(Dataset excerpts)
----------

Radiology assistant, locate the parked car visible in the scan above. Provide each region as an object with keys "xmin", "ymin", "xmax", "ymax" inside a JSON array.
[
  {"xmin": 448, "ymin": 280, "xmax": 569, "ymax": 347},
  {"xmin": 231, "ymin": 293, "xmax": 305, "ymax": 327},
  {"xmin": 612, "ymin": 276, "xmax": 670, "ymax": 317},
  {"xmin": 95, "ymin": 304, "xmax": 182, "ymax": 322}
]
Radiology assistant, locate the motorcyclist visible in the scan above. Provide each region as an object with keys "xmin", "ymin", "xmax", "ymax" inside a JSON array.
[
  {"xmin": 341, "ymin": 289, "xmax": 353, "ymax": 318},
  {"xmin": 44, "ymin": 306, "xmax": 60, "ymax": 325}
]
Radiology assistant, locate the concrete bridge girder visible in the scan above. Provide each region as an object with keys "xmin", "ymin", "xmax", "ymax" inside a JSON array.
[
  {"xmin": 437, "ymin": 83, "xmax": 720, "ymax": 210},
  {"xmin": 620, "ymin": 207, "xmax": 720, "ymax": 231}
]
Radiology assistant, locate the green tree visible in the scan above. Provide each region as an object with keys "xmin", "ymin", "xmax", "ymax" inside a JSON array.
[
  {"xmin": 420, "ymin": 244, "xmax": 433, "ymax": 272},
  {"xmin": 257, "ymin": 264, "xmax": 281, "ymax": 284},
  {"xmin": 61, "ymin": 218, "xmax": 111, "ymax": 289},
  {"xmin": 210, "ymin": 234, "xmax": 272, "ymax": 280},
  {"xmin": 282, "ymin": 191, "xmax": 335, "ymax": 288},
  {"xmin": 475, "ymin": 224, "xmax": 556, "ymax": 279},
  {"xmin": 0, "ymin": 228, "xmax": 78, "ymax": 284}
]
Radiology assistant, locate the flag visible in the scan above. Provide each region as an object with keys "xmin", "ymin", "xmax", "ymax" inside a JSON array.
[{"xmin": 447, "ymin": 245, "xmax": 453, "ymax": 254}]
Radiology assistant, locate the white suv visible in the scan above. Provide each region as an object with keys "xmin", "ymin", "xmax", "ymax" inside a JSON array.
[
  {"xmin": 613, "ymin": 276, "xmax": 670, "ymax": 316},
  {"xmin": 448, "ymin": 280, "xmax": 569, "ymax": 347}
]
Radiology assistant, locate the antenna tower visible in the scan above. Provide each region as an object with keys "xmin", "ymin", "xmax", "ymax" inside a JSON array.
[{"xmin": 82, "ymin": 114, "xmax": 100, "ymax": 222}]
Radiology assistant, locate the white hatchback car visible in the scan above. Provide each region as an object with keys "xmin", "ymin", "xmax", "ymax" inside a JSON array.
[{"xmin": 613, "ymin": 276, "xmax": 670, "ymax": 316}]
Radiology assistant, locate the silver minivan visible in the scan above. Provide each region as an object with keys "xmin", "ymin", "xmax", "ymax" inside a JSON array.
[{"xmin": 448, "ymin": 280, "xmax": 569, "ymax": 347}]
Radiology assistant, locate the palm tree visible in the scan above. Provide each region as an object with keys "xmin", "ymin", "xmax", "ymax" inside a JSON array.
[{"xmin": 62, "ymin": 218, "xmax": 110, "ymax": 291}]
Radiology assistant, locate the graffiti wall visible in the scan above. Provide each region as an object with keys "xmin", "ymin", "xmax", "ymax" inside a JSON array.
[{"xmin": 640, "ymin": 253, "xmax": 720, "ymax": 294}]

----------

All of the data needs to be printed once more, exactly.

YOUR SOLUTION ▸
Radiology assistant, locate the parked car visible in the scan above. Provide each region as an object with keys "xmin", "ymin", "xmax", "ymax" inside a JSON array.
[
  {"xmin": 448, "ymin": 280, "xmax": 569, "ymax": 347},
  {"xmin": 231, "ymin": 293, "xmax": 305, "ymax": 327},
  {"xmin": 612, "ymin": 276, "xmax": 670, "ymax": 317},
  {"xmin": 95, "ymin": 304, "xmax": 182, "ymax": 322}
]
Radiology assistant, locate the motorcyclist visible in the scan above. Provide each region as an object with keys "xmin", "ymin", "xmax", "ymax" inside a JSON array.
[
  {"xmin": 341, "ymin": 289, "xmax": 353, "ymax": 318},
  {"xmin": 44, "ymin": 306, "xmax": 60, "ymax": 325}
]
Radiology assistant, locate the concrete bridge girder visible in the scan above. Provide each region as an object with keys "xmin", "ymin", "xmax", "ymax" inside a JSON array.
[
  {"xmin": 437, "ymin": 83, "xmax": 720, "ymax": 210},
  {"xmin": 620, "ymin": 207, "xmax": 720, "ymax": 231}
]
Radiology assistant, locate the green tree visible in the scan above. Provide each region as an object with keys "xmin", "ymin", "xmax", "ymax" inside a JSON array.
[
  {"xmin": 420, "ymin": 244, "xmax": 433, "ymax": 272},
  {"xmin": 257, "ymin": 264, "xmax": 281, "ymax": 284},
  {"xmin": 61, "ymin": 218, "xmax": 111, "ymax": 289},
  {"xmin": 210, "ymin": 234, "xmax": 272, "ymax": 280},
  {"xmin": 282, "ymin": 191, "xmax": 335, "ymax": 288},
  {"xmin": 475, "ymin": 224, "xmax": 556, "ymax": 279},
  {"xmin": 0, "ymin": 228, "xmax": 78, "ymax": 284}
]
Radiology assistant, locate the flag visible in the scan above. Provide each region as an object with keys "xmin", "ymin", "xmax", "ymax" inside a JSON array.
[{"xmin": 447, "ymin": 245, "xmax": 453, "ymax": 254}]
Radiology assistant, locate the white suv visible in the scan above. Provide each region as an object with keys "xmin", "ymin", "xmax", "ymax" inside a JSON array.
[
  {"xmin": 613, "ymin": 276, "xmax": 670, "ymax": 316},
  {"xmin": 448, "ymin": 280, "xmax": 569, "ymax": 347}
]
Radiology assistant, locate the antenna tower visible in the scan above. Provide each region as an object with keys "xmin", "ymin", "xmax", "ymax" inside a JSON array.
[{"xmin": 82, "ymin": 114, "xmax": 100, "ymax": 222}]
Radiology assistant, locate the white hatchback car visible in the scan above. Provide each region as an object with keys "xmin", "ymin", "xmax", "ymax" inside a JSON array.
[{"xmin": 613, "ymin": 276, "xmax": 670, "ymax": 316}]
Radiology assistant, locate the silver minivan visible in the scan above. Provide each region as an object with keys "xmin", "ymin", "xmax", "ymax" inside a JSON array.
[{"xmin": 448, "ymin": 280, "xmax": 569, "ymax": 347}]
Radiology assistant, locate the palm tree visible in the scan above. Provide each region as an object with keys "xmin", "ymin", "xmax", "ymax" inside a JSON array.
[{"xmin": 62, "ymin": 218, "xmax": 110, "ymax": 291}]
Radiology assistant, locate the graffiti wall visible in the scan above. Provide each region as an object with keys "xmin", "ymin", "xmax", "ymax" inside a JSON array.
[{"xmin": 640, "ymin": 253, "xmax": 720, "ymax": 294}]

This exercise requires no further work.